● **Problem to work on**
Starting at the line with "white door in", repeat every line exactly until the records end, including the last one.

● **Provided data**
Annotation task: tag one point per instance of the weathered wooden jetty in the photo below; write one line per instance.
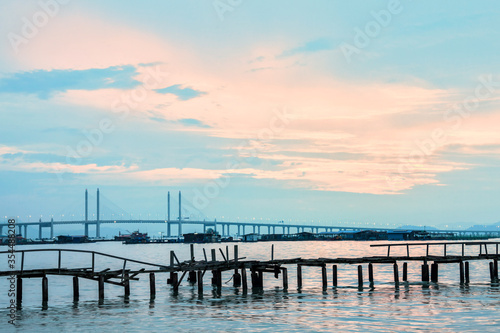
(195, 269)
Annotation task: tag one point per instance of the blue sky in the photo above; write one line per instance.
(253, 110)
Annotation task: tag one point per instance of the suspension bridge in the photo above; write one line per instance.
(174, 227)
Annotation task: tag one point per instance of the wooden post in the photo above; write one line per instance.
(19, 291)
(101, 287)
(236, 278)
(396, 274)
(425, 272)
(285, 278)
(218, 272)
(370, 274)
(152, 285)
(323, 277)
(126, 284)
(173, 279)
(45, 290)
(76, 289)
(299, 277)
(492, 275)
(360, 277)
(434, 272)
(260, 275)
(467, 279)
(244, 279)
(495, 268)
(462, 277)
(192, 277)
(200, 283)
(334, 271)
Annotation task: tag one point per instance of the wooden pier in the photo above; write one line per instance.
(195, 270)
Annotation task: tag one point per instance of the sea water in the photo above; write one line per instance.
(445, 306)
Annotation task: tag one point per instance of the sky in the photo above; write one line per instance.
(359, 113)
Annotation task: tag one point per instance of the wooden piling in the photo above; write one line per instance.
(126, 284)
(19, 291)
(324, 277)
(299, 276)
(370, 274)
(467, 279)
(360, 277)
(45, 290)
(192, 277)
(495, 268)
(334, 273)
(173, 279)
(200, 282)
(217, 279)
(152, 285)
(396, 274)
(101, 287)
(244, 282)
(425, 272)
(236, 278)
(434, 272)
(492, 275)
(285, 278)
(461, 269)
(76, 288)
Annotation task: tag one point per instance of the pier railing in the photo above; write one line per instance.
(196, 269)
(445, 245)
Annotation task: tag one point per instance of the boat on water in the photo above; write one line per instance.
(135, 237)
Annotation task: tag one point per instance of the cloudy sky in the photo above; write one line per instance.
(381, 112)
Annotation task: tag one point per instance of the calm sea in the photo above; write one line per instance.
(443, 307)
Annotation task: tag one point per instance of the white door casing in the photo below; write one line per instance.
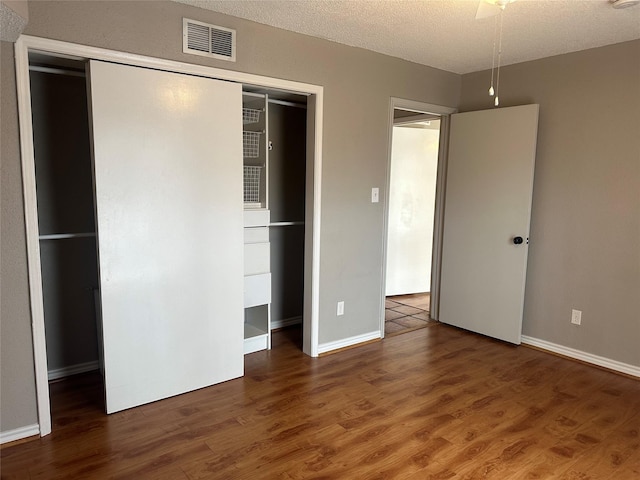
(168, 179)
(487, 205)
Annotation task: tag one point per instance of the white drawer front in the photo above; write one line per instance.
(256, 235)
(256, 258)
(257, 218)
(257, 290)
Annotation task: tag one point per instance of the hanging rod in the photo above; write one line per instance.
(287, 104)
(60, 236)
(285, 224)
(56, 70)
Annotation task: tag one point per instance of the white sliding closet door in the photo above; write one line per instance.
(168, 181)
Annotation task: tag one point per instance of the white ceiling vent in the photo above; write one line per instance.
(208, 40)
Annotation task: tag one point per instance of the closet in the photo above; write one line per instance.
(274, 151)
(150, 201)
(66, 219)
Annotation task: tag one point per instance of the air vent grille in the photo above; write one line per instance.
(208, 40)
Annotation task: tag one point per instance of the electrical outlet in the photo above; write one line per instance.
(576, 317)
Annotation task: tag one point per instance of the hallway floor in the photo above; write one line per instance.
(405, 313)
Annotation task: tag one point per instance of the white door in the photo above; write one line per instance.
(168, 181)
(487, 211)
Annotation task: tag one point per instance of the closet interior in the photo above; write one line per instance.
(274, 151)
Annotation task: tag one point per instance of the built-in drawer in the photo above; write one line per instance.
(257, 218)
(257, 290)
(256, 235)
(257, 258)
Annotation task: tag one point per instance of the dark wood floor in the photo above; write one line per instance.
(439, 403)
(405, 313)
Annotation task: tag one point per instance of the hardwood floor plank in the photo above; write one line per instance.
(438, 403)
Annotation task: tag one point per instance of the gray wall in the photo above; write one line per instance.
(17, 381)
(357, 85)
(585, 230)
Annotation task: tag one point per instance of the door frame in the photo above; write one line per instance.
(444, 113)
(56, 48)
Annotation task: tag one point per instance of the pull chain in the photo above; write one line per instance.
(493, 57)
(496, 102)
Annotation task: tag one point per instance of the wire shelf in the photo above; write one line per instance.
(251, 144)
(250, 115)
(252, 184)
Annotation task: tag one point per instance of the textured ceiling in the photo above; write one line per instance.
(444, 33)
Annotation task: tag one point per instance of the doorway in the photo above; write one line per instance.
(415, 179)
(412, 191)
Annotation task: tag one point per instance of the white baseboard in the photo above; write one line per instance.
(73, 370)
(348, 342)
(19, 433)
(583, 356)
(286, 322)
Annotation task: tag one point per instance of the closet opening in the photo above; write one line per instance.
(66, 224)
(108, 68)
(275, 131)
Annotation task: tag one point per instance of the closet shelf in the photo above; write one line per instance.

● **Exercise output**
Annotation task: tag one point per instance of the white door in the photo above; write one line per instance.
(168, 181)
(487, 211)
Annotation task: tag one point per instance of the closet interior in the photo above; write one line per instance.
(274, 151)
Annotation task: tag one point per instance of the built-in drawer in the photo above; write one line per instance.
(257, 218)
(257, 290)
(256, 235)
(257, 258)
Annotation task: tag one point per instance of the dark wood floor in the photo above; write one line per instance.
(439, 403)
(405, 313)
Annotation task: tag one point per instance of the hardwood floor plank in the photo above; write one line per instance.
(438, 403)
Annotation task: tag one point per instance of the gray wall in the photo above; write one line per instance.
(17, 381)
(357, 85)
(585, 230)
Annotation task: tag one point per instance of the door frame in the photo above; write one line per instance.
(444, 113)
(56, 48)
Annotation task: tag one point per instance of the pull chain in the photo above; write one line per instance.
(493, 57)
(496, 102)
Annotation task: tag one point per instance of the wire shelf in the photo above; write one line per instance.
(251, 144)
(250, 115)
(252, 184)
Annotation task: tag one point per instance of the textured ceiling in the photo above; write one line per instance.
(444, 33)
Annotation task: tag one point per instance of the doorway in the photo above; write one line per instance.
(415, 179)
(412, 191)
Annotation task: tag one point per instance of the white baseboard in the photo above; write one line per instance.
(73, 370)
(348, 342)
(19, 433)
(583, 356)
(286, 322)
Annotation task: tag one point per instance of the closet opening in the photo above; write one line per instance.
(66, 224)
(108, 68)
(275, 131)
Annotation task: tag one point per instance of the closet shelf in the photo above; write one line per instance.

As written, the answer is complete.